> Page extract
□ □ □ □ □

How to never miss another rehearsal

One thing that often plagues many must ministry groups, whether it’s a choir, praise team or even the band, is a absentee-ism at rehearsal. For some music departments it’s not uncommon at all to have so many people out that the songs that were on schedule to sing simply can’t be done. Members missing rehearsal can really cripple a music ministry in so many ways. But hey, life happens doesn’t it? Many people do in fact have what they feel are legitimate reasons for being out on rehearsal nights. Perhaps you may even be someone who misses rehearsal often.

Don’t worry, I’m not here to condemn or judge. In fact my goal is to first encourage you and then offer some advice that has helped me to have an almost perfect attendance record over a span of some 30+ years. I can count the number of rehearsals I’ve missed in all that time. It’s not that I’m not busy, or tired. It’s not that I never get offered other things to do. But we’ll talk more about that in a bit. First I want you to know that you’re very important to your music department. Even if they fail to ever tell you or make you feel like you are, you are NEEDED. When you’re not there, your absence is felt. No matter how big your organization is, I want you to know that they need you.

Many habitual rehearsal-missers aren’t missing rehearsal to be vindictive or spiteful. They aren’t doing so to intentionally put the music ministry in a bind. Many people are just busy. But when you love something enough it will get a special reserved time slot in your life. Many people consistently miss rehearsal simply because they haven’t given it such a place of importance. Don’t get me wrong, you can absolutely sincerely love singing in the choir. But rehearsal? Not so much.  Who knows why? It could be any number of things. But if it’s something you desire to change there’s something you can do.

□ □ □ □ □

> Information given
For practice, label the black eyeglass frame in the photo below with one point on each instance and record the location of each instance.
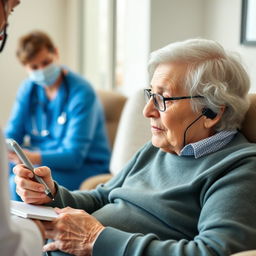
(148, 95)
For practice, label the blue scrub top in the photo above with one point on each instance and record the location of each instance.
(74, 150)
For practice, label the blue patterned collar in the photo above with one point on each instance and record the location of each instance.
(208, 145)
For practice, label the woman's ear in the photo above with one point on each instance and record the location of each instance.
(211, 122)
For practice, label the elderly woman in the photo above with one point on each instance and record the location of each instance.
(191, 190)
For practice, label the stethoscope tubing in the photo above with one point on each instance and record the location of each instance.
(61, 120)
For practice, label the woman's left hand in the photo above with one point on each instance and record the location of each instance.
(74, 232)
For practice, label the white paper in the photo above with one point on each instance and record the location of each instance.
(33, 211)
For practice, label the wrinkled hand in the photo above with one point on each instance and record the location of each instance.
(29, 190)
(40, 227)
(74, 232)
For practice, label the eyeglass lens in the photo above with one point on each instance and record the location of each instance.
(157, 99)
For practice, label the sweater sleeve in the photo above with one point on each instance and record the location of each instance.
(226, 224)
(91, 201)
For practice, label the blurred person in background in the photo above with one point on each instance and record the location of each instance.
(57, 117)
(18, 236)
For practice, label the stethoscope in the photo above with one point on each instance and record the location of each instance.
(61, 120)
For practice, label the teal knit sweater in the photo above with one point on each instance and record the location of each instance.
(163, 204)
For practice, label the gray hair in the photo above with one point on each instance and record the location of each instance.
(213, 73)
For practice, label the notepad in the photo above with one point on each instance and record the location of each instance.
(33, 211)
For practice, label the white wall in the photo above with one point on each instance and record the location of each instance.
(174, 20)
(222, 21)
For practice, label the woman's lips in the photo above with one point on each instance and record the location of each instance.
(156, 128)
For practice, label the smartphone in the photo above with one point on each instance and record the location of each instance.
(14, 146)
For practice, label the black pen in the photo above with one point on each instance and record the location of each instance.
(18, 150)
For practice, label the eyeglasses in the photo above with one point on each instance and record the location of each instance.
(159, 100)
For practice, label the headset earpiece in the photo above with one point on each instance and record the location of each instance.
(208, 113)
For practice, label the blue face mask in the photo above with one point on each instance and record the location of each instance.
(46, 76)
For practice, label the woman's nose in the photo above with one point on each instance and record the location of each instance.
(150, 110)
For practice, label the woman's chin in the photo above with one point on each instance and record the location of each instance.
(158, 142)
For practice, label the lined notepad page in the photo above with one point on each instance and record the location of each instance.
(33, 211)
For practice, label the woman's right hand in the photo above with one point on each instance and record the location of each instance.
(28, 189)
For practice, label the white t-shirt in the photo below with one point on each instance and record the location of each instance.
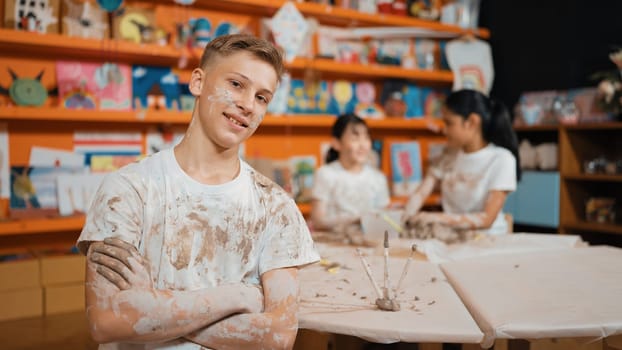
(349, 193)
(467, 178)
(195, 235)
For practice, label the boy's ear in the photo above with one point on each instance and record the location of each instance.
(196, 82)
(474, 120)
(335, 144)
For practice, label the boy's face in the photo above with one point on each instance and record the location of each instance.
(355, 144)
(233, 95)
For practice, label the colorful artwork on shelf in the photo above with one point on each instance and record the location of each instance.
(192, 27)
(136, 24)
(425, 54)
(33, 15)
(34, 190)
(303, 168)
(27, 82)
(84, 19)
(155, 88)
(413, 100)
(75, 192)
(103, 163)
(161, 139)
(83, 85)
(366, 106)
(5, 191)
(278, 171)
(405, 167)
(290, 30)
(93, 144)
(433, 101)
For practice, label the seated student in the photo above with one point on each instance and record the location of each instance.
(475, 179)
(191, 248)
(346, 187)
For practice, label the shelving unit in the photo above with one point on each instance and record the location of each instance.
(295, 134)
(579, 143)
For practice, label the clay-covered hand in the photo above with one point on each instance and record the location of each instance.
(425, 218)
(121, 264)
(253, 298)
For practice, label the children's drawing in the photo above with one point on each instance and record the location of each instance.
(5, 191)
(26, 91)
(405, 167)
(84, 20)
(35, 15)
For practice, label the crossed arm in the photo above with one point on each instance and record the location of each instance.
(123, 305)
(324, 220)
(471, 221)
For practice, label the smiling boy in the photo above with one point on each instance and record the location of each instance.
(191, 248)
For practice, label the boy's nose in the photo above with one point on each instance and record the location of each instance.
(247, 102)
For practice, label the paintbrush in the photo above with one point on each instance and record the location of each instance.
(387, 288)
(368, 271)
(405, 270)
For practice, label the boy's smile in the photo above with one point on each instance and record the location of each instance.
(237, 87)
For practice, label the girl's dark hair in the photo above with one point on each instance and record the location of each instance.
(339, 127)
(496, 123)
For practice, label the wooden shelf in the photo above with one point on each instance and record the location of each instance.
(150, 116)
(593, 177)
(74, 223)
(321, 120)
(529, 128)
(67, 115)
(556, 127)
(594, 227)
(41, 225)
(372, 71)
(56, 45)
(336, 16)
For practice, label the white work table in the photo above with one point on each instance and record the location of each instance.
(342, 300)
(554, 294)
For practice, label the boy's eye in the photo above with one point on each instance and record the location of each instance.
(263, 99)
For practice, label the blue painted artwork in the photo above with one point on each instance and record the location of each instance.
(155, 81)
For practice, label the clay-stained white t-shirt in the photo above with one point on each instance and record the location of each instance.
(348, 193)
(467, 178)
(195, 235)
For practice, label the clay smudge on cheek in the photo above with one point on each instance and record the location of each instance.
(287, 287)
(222, 96)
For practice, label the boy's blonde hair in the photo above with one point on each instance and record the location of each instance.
(226, 45)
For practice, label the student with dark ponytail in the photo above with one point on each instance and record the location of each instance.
(346, 187)
(477, 176)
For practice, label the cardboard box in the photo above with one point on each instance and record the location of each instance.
(21, 303)
(62, 269)
(64, 298)
(20, 274)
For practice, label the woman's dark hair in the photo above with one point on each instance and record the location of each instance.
(339, 127)
(496, 123)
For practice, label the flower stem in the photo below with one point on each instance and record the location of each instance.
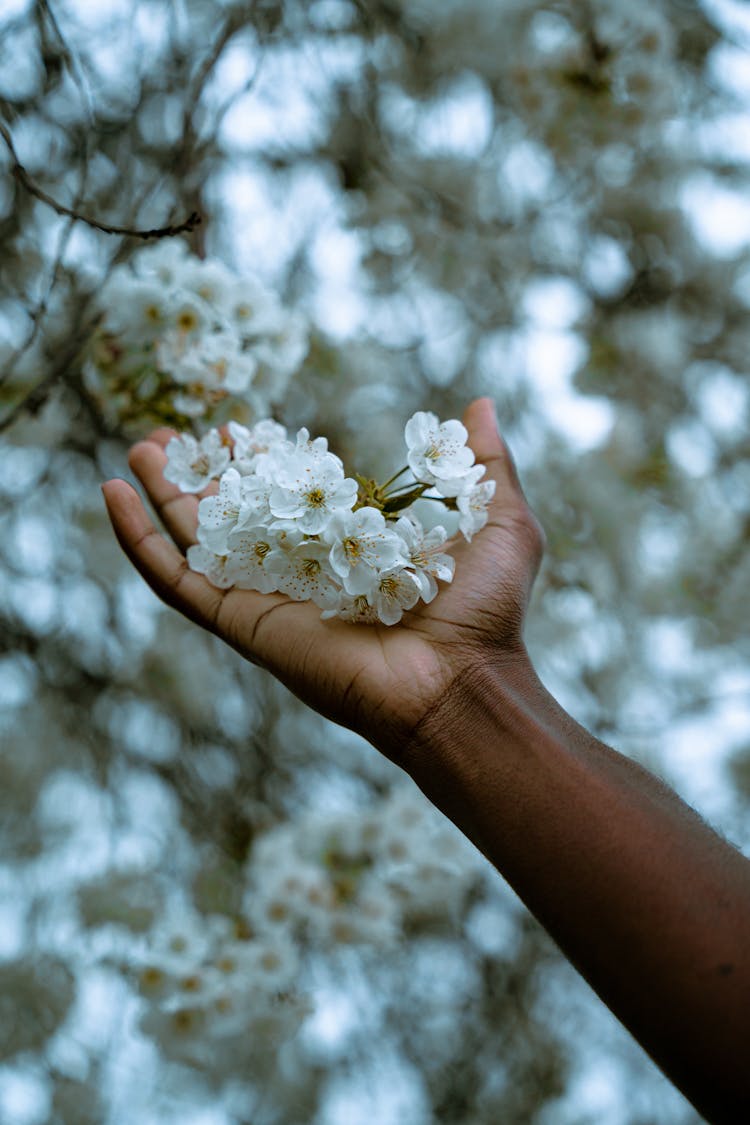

□ □ □ □ □

> Aim of the exercise
From the text about rehearsal attendance, copy verbatim the stretch from "Don’t worry, I’m" through "they need you.". The entries are separate material and have no connection to the text about rehearsal attendance.

> The result
Don’t worry, I’m not here to condemn or judge. In fact my goal is to first encourage you and then offer some advice that has helped me to have an almost perfect attendance record over a span of some 30+ years. I can count the number of rehearsals I’ve missed in all that time. It’s not that I’m not busy, or tired. It’s not that I never get offered other things to do. But we’ll talk more about that in a bit. First I want you to know that you’re very important to your music department. Even if they fail to ever tell you or make you feel like you are, you are NEEDED. When you’re not there, your absence is felt. No matter how big your organization is, I want you to know that they need you.